[Start Material provided]
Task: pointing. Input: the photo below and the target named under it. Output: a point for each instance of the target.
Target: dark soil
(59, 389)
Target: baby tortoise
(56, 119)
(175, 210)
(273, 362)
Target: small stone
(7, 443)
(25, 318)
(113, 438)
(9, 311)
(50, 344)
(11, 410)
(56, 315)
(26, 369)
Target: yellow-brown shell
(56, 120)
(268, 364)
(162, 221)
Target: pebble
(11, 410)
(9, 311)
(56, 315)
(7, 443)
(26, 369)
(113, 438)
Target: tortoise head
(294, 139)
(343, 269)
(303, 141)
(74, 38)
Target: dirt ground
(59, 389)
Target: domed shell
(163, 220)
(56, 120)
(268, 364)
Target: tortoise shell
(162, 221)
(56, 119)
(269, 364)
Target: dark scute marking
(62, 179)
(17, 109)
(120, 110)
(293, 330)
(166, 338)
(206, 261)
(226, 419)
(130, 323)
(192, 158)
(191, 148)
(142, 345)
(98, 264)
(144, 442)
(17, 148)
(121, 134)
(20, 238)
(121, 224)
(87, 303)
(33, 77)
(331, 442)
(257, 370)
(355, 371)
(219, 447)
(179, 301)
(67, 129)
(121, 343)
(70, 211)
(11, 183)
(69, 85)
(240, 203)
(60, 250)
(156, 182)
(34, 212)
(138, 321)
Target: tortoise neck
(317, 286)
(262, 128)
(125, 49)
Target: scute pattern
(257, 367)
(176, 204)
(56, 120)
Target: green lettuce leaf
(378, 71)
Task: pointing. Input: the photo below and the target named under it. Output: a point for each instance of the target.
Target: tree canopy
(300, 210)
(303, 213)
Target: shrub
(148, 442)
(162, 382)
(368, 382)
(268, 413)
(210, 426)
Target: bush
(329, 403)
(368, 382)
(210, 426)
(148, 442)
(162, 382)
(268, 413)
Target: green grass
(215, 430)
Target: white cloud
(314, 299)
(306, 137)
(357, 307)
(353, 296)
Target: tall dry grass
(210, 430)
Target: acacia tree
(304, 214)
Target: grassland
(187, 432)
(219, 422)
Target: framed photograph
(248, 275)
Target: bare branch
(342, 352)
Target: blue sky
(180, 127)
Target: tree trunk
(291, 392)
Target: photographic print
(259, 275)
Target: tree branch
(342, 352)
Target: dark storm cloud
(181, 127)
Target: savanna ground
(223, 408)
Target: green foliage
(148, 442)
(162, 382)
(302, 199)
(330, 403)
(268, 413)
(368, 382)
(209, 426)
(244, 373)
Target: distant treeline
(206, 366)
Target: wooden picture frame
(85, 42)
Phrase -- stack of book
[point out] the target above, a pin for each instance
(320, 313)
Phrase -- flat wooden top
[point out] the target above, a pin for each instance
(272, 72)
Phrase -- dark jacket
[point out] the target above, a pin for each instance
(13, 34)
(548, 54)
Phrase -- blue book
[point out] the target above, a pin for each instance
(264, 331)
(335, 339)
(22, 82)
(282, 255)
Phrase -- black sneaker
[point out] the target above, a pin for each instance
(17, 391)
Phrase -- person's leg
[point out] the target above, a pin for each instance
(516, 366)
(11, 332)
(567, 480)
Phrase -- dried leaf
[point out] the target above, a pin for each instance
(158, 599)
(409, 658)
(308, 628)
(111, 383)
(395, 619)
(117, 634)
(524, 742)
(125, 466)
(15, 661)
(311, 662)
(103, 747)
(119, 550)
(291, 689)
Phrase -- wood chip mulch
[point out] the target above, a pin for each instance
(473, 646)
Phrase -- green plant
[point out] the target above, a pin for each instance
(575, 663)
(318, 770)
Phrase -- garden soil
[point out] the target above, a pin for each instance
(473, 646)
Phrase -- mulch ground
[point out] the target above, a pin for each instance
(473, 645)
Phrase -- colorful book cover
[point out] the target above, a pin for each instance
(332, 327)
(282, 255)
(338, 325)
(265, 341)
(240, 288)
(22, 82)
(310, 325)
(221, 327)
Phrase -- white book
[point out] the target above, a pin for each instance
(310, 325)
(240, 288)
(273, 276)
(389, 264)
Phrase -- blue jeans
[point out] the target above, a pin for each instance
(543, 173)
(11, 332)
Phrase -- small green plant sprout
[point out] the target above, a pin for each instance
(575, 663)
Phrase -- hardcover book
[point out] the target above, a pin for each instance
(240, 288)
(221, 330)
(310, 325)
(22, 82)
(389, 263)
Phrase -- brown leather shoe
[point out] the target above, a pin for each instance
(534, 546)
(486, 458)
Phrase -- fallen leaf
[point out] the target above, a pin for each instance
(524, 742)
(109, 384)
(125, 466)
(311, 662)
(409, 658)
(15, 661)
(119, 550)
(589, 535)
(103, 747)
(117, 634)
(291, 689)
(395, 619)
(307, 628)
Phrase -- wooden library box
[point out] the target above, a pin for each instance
[End Material provided]
Update everything from "Phrase -- garden soil" down to the end of the entries by putting "marker" wherever "pin" appears, leaving the rest unchanged.

Task response »
Phrase -- garden soil
[point out] the target above, a marker for each instance
(473, 646)
Phrase -- mulch ground
[point out] the target above, a marker for each instance
(473, 645)
Phrase -- colorful book cover
[point out] the target above, a marker for each instance
(332, 327)
(282, 255)
(338, 325)
(265, 341)
(240, 288)
(22, 82)
(310, 325)
(221, 327)
Phrase -- white book
[point out] the target above, a marker for each instance
(310, 325)
(240, 288)
(273, 276)
(389, 264)
Phrase -- blue jeans
[point out] the target above, a marker for each instance
(543, 173)
(11, 332)
Phrase -- small green plant sprout
[point out] the target above, a marker for each instance
(575, 663)
Phrase -- hardcover book
[point out] the target above, a marker for each instance
(240, 288)
(221, 330)
(310, 325)
(22, 82)
(389, 263)
Phrase -- brown leather shoe
[point out] the target above, a marker for each instance
(534, 546)
(486, 458)
Phrase -- fallen leaf
[point out] the target above, a marker for each instance
(524, 742)
(109, 384)
(125, 466)
(311, 662)
(409, 658)
(15, 661)
(119, 550)
(589, 535)
(103, 747)
(117, 634)
(291, 689)
(395, 619)
(307, 628)
Phrase -- wooden library box
[point out] the target above, a marker for each instance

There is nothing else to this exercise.